*** Supplied material

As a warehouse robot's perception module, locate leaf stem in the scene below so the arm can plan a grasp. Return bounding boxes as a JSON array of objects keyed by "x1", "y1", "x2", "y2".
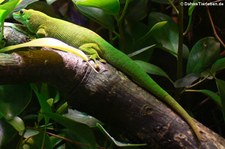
[
  {"x1": 118, "y1": 0, "x2": 130, "y2": 23},
  {"x1": 177, "y1": 0, "x2": 184, "y2": 79},
  {"x1": 117, "y1": 0, "x2": 130, "y2": 51}
]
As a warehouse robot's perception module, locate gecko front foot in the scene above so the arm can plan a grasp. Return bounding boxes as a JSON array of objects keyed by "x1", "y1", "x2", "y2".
[{"x1": 79, "y1": 43, "x2": 106, "y2": 69}]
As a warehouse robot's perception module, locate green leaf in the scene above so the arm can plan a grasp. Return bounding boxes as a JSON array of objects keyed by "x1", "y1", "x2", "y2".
[
  {"x1": 23, "y1": 129, "x2": 39, "y2": 139},
  {"x1": 139, "y1": 21, "x2": 167, "y2": 43},
  {"x1": 45, "y1": 112, "x2": 97, "y2": 148},
  {"x1": 135, "y1": 60, "x2": 173, "y2": 83},
  {"x1": 148, "y1": 12, "x2": 179, "y2": 57},
  {"x1": 6, "y1": 116, "x2": 25, "y2": 133},
  {"x1": 148, "y1": 12, "x2": 171, "y2": 26},
  {"x1": 186, "y1": 89, "x2": 221, "y2": 107},
  {"x1": 0, "y1": 84, "x2": 31, "y2": 117},
  {"x1": 74, "y1": 0, "x2": 120, "y2": 15},
  {"x1": 186, "y1": 37, "x2": 220, "y2": 74},
  {"x1": 174, "y1": 73, "x2": 200, "y2": 88},
  {"x1": 211, "y1": 57, "x2": 225, "y2": 73},
  {"x1": 63, "y1": 109, "x2": 101, "y2": 127},
  {"x1": 96, "y1": 123, "x2": 146, "y2": 147},
  {"x1": 30, "y1": 84, "x2": 52, "y2": 123},
  {"x1": 56, "y1": 102, "x2": 68, "y2": 114},
  {"x1": 40, "y1": 83, "x2": 50, "y2": 101},
  {"x1": 0, "y1": 0, "x2": 22, "y2": 40},
  {"x1": 216, "y1": 79, "x2": 225, "y2": 120},
  {"x1": 0, "y1": 0, "x2": 21, "y2": 14}
]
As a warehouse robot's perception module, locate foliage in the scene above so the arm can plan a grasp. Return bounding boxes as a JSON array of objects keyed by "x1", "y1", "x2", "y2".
[
  {"x1": 0, "y1": 0, "x2": 225, "y2": 148},
  {"x1": 0, "y1": 0, "x2": 21, "y2": 47}
]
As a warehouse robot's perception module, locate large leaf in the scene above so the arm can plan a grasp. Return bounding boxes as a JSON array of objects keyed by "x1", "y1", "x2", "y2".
[
  {"x1": 129, "y1": 21, "x2": 168, "y2": 59},
  {"x1": 139, "y1": 21, "x2": 167, "y2": 43},
  {"x1": 6, "y1": 116, "x2": 25, "y2": 133},
  {"x1": 0, "y1": 84, "x2": 31, "y2": 118},
  {"x1": 0, "y1": 0, "x2": 21, "y2": 42},
  {"x1": 148, "y1": 12, "x2": 179, "y2": 57},
  {"x1": 74, "y1": 0, "x2": 120, "y2": 15},
  {"x1": 0, "y1": 0, "x2": 21, "y2": 17},
  {"x1": 186, "y1": 37, "x2": 220, "y2": 74},
  {"x1": 63, "y1": 109, "x2": 101, "y2": 127},
  {"x1": 0, "y1": 84, "x2": 29, "y2": 135},
  {"x1": 216, "y1": 79, "x2": 225, "y2": 120},
  {"x1": 45, "y1": 112, "x2": 97, "y2": 149}
]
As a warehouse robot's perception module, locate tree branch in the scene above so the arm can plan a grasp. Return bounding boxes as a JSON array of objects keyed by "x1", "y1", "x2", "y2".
[{"x1": 0, "y1": 26, "x2": 224, "y2": 148}]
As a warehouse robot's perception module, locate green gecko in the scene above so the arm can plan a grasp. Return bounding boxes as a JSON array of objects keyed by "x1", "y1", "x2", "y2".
[{"x1": 12, "y1": 9, "x2": 202, "y2": 141}]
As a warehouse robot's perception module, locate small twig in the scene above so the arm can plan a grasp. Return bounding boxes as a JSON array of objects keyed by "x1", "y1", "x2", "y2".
[
  {"x1": 118, "y1": 0, "x2": 130, "y2": 22},
  {"x1": 185, "y1": 75, "x2": 209, "y2": 89},
  {"x1": 28, "y1": 127, "x2": 106, "y2": 149},
  {"x1": 206, "y1": 6, "x2": 225, "y2": 56}
]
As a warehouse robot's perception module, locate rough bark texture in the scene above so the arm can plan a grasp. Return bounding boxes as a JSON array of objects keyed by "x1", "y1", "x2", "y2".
[{"x1": 0, "y1": 26, "x2": 225, "y2": 148}]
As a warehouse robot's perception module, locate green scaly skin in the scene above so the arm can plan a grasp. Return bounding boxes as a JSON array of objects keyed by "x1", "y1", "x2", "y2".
[{"x1": 13, "y1": 9, "x2": 202, "y2": 141}]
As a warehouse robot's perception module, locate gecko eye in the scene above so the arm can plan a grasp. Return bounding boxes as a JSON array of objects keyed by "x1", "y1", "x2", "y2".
[{"x1": 19, "y1": 10, "x2": 24, "y2": 15}]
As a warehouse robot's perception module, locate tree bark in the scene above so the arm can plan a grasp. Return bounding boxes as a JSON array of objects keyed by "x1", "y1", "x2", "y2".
[{"x1": 0, "y1": 26, "x2": 225, "y2": 148}]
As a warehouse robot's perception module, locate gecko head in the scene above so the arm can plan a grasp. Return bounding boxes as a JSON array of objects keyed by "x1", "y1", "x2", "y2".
[
  {"x1": 13, "y1": 9, "x2": 45, "y2": 33},
  {"x1": 13, "y1": 9, "x2": 30, "y2": 26}
]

******

Print each entry precisely as written; the pictures stay out.

As a warehouse robot's perception module, locate leaf stem in the scene below so the arm can plan a grasp. Return bounding boxes as a JSON array of objects keyed by "x1", "y1", "x2", "y2".
[
  {"x1": 118, "y1": 0, "x2": 130, "y2": 23},
  {"x1": 177, "y1": 0, "x2": 184, "y2": 79},
  {"x1": 117, "y1": 0, "x2": 130, "y2": 51}
]
As a warehouse robot's perception module, locate gecko front foot in the scene above so the arm can plan a grasp. Return bounding boxes as a JSON array of objects keyed by "x1", "y1", "x2", "y2".
[{"x1": 79, "y1": 43, "x2": 106, "y2": 69}]
As a warehouse robot's perception module, locate green leaf in the scene above so the arm can plan a grasp. Return bounding boxes as a JSON array of objects keyed by "x1", "y1", "x2", "y2".
[
  {"x1": 23, "y1": 129, "x2": 39, "y2": 139},
  {"x1": 139, "y1": 21, "x2": 167, "y2": 43},
  {"x1": 45, "y1": 112, "x2": 97, "y2": 148},
  {"x1": 135, "y1": 60, "x2": 173, "y2": 83},
  {"x1": 148, "y1": 12, "x2": 179, "y2": 57},
  {"x1": 6, "y1": 116, "x2": 25, "y2": 133},
  {"x1": 148, "y1": 12, "x2": 171, "y2": 26},
  {"x1": 186, "y1": 89, "x2": 221, "y2": 107},
  {"x1": 0, "y1": 84, "x2": 31, "y2": 117},
  {"x1": 74, "y1": 0, "x2": 120, "y2": 15},
  {"x1": 186, "y1": 37, "x2": 220, "y2": 74},
  {"x1": 174, "y1": 73, "x2": 200, "y2": 88},
  {"x1": 211, "y1": 57, "x2": 225, "y2": 73},
  {"x1": 63, "y1": 109, "x2": 101, "y2": 127},
  {"x1": 96, "y1": 123, "x2": 146, "y2": 147},
  {"x1": 30, "y1": 84, "x2": 52, "y2": 123},
  {"x1": 56, "y1": 102, "x2": 68, "y2": 114},
  {"x1": 40, "y1": 83, "x2": 50, "y2": 101},
  {"x1": 0, "y1": 0, "x2": 22, "y2": 40},
  {"x1": 216, "y1": 79, "x2": 225, "y2": 120},
  {"x1": 0, "y1": 0, "x2": 21, "y2": 14}
]
As a warehouse robot's perception module, locate foliage in the scene above so the arm can plan a grasp. Return bounding boxes as a JSON array of objects keyed by "x1", "y1", "x2", "y2".
[
  {"x1": 0, "y1": 0, "x2": 225, "y2": 148},
  {"x1": 0, "y1": 0, "x2": 21, "y2": 47}
]
As a warehouse robot's perception module, locate large leaf in the scene above so the arm can plan a grasp. Return bounding boxes as a JSON array of objects keyed by "x1", "y1", "x2", "y2".
[
  {"x1": 129, "y1": 21, "x2": 168, "y2": 59},
  {"x1": 139, "y1": 21, "x2": 167, "y2": 43},
  {"x1": 6, "y1": 116, "x2": 25, "y2": 133},
  {"x1": 0, "y1": 84, "x2": 31, "y2": 118},
  {"x1": 0, "y1": 0, "x2": 21, "y2": 42},
  {"x1": 148, "y1": 12, "x2": 179, "y2": 57},
  {"x1": 74, "y1": 0, "x2": 120, "y2": 15},
  {"x1": 0, "y1": 0, "x2": 21, "y2": 17},
  {"x1": 186, "y1": 37, "x2": 220, "y2": 74},
  {"x1": 63, "y1": 109, "x2": 101, "y2": 127},
  {"x1": 0, "y1": 84, "x2": 29, "y2": 135},
  {"x1": 216, "y1": 79, "x2": 225, "y2": 120},
  {"x1": 45, "y1": 112, "x2": 97, "y2": 149}
]
As a warehouse robot's perception module, locate tree branch in the scene above so the arm can plan a grasp. Return bounding boxes as a JSON array of objects keyed by "x1", "y1", "x2", "y2".
[{"x1": 0, "y1": 26, "x2": 224, "y2": 148}]
As a warehouse robot's perception module, locate green gecko in the scene above so the arm can plan a grasp. Return bounding boxes as a JSON array of objects keyed by "x1", "y1", "x2", "y2".
[{"x1": 12, "y1": 9, "x2": 202, "y2": 141}]
As a warehouse robot's perception module, locate small twig in the scene above so the arm can plan a grasp. Return bounding boxes as a JSON array of objects keyed by "x1", "y1", "x2", "y2".
[
  {"x1": 118, "y1": 0, "x2": 130, "y2": 22},
  {"x1": 185, "y1": 75, "x2": 209, "y2": 89},
  {"x1": 28, "y1": 127, "x2": 106, "y2": 149},
  {"x1": 206, "y1": 6, "x2": 225, "y2": 56}
]
As a warehouse robot's perception module, locate rough bark texture in the scene above so the arm can plan a grasp. Return bounding boxes as a JSON array of objects keyed by "x1", "y1", "x2", "y2".
[{"x1": 0, "y1": 26, "x2": 225, "y2": 148}]
As a warehouse robot's perception module, locate green scaly skin in the scene above so the arm can plan a grasp. Return bounding boxes as a JSON array of objects keyed by "x1", "y1", "x2", "y2".
[{"x1": 13, "y1": 9, "x2": 202, "y2": 141}]
As a warehouse robot's perception module, locate gecko eye in the scene above so the arm can plan a grasp. Return bounding boxes as a JSON array of objects keyed by "x1", "y1", "x2", "y2".
[{"x1": 19, "y1": 10, "x2": 24, "y2": 15}]
As a warehouse robot's perception module, locate tree bark in the scene above so the arm can plan a grasp. Return bounding boxes as a JSON array of objects keyed by "x1", "y1", "x2", "y2".
[{"x1": 0, "y1": 26, "x2": 225, "y2": 148}]
As a warehouse robot's perception module, locate gecko head in the scene above so the arm can plan a grasp. Return bounding boxes as a JSON array of objects keyed by "x1", "y1", "x2", "y2".
[
  {"x1": 13, "y1": 9, "x2": 45, "y2": 33},
  {"x1": 13, "y1": 9, "x2": 30, "y2": 26}
]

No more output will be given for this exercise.